- _Problem requirements_: Recast the lines of every entry below as a Markdown table with the columns Row and Line, numbering each row. Omit blank lines, and leave the pictures out.

- _Material shown_:
Segment Open

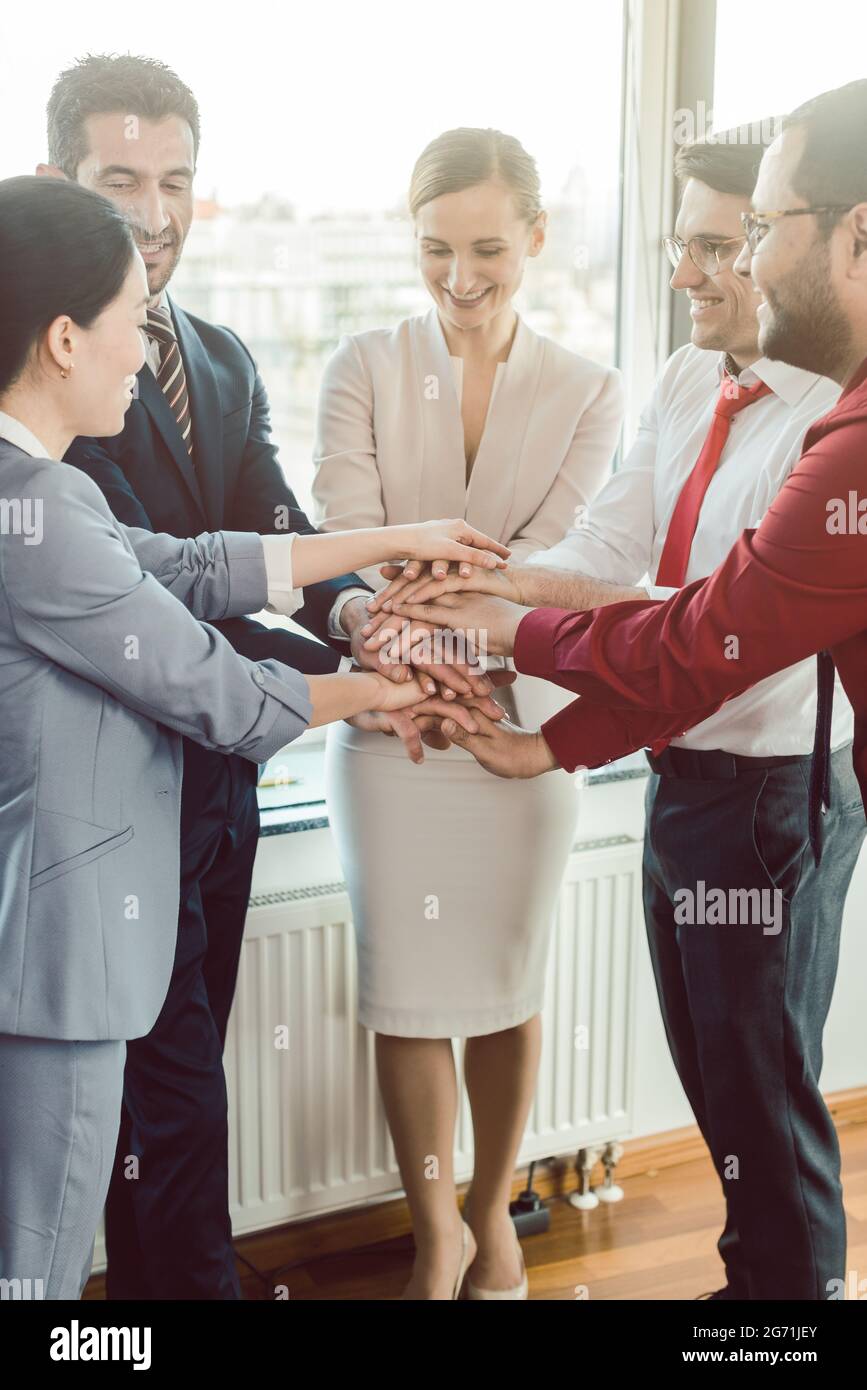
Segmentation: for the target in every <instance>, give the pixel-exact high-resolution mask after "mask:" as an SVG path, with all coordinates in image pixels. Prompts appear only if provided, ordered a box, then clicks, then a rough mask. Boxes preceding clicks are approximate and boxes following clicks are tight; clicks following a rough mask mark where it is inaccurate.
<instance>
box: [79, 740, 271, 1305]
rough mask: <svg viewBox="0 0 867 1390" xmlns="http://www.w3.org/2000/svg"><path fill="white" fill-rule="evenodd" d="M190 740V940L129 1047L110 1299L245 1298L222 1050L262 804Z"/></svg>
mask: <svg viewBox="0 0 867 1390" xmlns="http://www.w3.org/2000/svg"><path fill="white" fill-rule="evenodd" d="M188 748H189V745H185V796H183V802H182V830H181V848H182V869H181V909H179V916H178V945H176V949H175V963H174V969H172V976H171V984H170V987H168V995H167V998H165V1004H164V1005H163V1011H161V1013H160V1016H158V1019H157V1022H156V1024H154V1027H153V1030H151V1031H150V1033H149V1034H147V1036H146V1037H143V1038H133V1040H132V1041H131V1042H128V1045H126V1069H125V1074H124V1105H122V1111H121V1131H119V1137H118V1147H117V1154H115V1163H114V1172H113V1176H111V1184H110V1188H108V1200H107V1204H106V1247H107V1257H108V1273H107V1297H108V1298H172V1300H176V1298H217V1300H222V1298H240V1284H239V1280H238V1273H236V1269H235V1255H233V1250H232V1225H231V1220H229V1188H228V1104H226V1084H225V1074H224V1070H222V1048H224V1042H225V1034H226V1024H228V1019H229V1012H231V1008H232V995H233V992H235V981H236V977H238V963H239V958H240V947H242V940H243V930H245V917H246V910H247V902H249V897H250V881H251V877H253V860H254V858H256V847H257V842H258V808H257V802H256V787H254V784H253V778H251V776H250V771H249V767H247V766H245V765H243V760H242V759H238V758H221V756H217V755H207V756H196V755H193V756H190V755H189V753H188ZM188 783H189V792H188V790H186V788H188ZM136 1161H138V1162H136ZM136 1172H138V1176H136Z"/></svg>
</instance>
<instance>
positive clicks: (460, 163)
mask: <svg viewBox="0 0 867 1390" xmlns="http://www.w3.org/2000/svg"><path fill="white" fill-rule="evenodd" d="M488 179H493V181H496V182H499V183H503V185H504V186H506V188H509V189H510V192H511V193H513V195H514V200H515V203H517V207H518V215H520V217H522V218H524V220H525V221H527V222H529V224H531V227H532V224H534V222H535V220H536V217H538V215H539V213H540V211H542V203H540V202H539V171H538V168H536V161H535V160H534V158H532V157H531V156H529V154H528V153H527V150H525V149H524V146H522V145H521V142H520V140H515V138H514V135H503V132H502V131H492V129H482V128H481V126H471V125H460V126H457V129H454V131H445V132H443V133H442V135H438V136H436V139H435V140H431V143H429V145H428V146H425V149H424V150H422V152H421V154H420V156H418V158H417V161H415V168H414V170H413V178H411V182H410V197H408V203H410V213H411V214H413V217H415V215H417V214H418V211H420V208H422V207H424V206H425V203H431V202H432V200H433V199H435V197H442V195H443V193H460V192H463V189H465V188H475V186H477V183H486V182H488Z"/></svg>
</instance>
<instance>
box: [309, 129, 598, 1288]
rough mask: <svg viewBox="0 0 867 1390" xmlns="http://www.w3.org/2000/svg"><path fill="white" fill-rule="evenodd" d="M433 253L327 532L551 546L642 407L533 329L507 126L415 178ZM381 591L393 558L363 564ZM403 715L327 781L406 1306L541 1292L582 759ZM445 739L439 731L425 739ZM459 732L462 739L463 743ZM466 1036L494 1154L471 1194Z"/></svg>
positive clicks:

Segment Closed

- _Written solution_:
| Row | Line |
|---|---|
| 1 | Segmentation: for the target in every <instance>, give the pixel-exact high-resolution mask after "mask:" as an SVG path, with all coordinates in image pixels. Prompts appear only if provided, ordered a box, then clicks, then a rough mask. Boxes preceding clicks are approximate and boxes following clicks are tight; clicks following a rough mask mark where it is inaccurate. |
| 2 | <instance> |
| 3 | box: [79, 740, 271, 1305] |
| 4 | rough mask: <svg viewBox="0 0 867 1390" xmlns="http://www.w3.org/2000/svg"><path fill="white" fill-rule="evenodd" d="M190 740V940L129 1047L110 1299L245 1298L222 1050L262 804Z"/></svg> |
| 5 | mask: <svg viewBox="0 0 867 1390" xmlns="http://www.w3.org/2000/svg"><path fill="white" fill-rule="evenodd" d="M188 748H189V745H185V796H183V802H182V830H181V848H182V869H181V909H179V916H178V945H176V949H175V963H174V969H172V976H171V984H170V987H168V995H167V998H165V1004H164V1005H163V1011H161V1013H160V1016H158V1019H157V1022H156V1024H154V1027H153V1030H151V1031H150V1033H149V1034H147V1036H146V1037H143V1038H133V1040H132V1041H131V1042H128V1045H126V1069H125V1074H124V1105H122V1111H121V1131H119V1137H118V1147H117V1154H115V1163H114V1172H113V1176H111V1184H110V1188H108V1200H107V1204H106V1247H107V1257H108V1273H107V1297H108V1298H172V1300H176V1298H217V1300H222V1298H240V1284H239V1280H238V1273H236V1269H235V1255H233V1250H232V1225H231V1220H229V1188H228V1104H226V1084H225V1074H224V1070H222V1048H224V1042H225V1034H226V1024H228V1019H229V1012H231V1008H232V995H233V992H235V981H236V977H238V963H239V958H240V947H242V940H243V930H245V917H246V910H247V902H249V897H250V881H251V877H253V860H254V858H256V847H257V842H258V808H257V802H256V787H254V784H253V778H251V776H250V771H249V767H247V766H245V765H243V760H242V759H238V758H221V756H217V755H207V756H196V755H193V756H190V755H189V753H188ZM188 783H189V792H188V790H186V788H188ZM136 1161H138V1162H136ZM136 1172H138V1176H136Z"/></svg> |
| 6 | </instance> |
| 7 | <instance> |
| 8 | positive clicks: (460, 163) |
| 9 | mask: <svg viewBox="0 0 867 1390" xmlns="http://www.w3.org/2000/svg"><path fill="white" fill-rule="evenodd" d="M488 179H493V181H496V182H499V183H503V185H504V186H506V188H509V189H510V192H511V193H513V195H514V200H515V203H517V207H518V215H520V217H522V218H524V220H525V221H527V222H529V224H531V227H532V224H534V222H535V220H536V217H538V215H539V213H540V211H542V203H540V202H539V171H538V168H536V161H535V160H534V158H532V157H531V156H529V154H528V153H527V150H525V149H524V146H522V145H521V142H520V140H515V138H514V135H503V132H502V131H492V129H482V128H481V126H471V125H460V126H457V129H454V131H445V132H443V133H442V135H438V136H436V139H435V140H431V143H429V145H428V146H425V149H424V150H422V152H421V154H420V156H418V158H417V161H415V168H414V170H413V178H411V182H410V197H408V203H410V213H411V214H413V217H415V215H417V214H418V211H420V208H422V207H424V206H425V203H431V202H432V200H433V199H435V197H442V195H443V193H460V192H463V189H465V188H475V186H477V183H486V182H488Z"/></svg> |
| 10 | </instance> |
| 11 | <instance> |
| 12 | box: [309, 129, 598, 1288] |
| 13 | rough mask: <svg viewBox="0 0 867 1390" xmlns="http://www.w3.org/2000/svg"><path fill="white" fill-rule="evenodd" d="M433 253L327 532L551 546L642 407L533 329L507 126L415 178ZM381 591L393 558L363 564ZM403 715L327 781L406 1306L541 1292L582 759ZM445 739L439 731L425 739ZM459 732L462 739L463 743ZM466 1036L494 1154L471 1194Z"/></svg> |
| 14 | positive clicks: |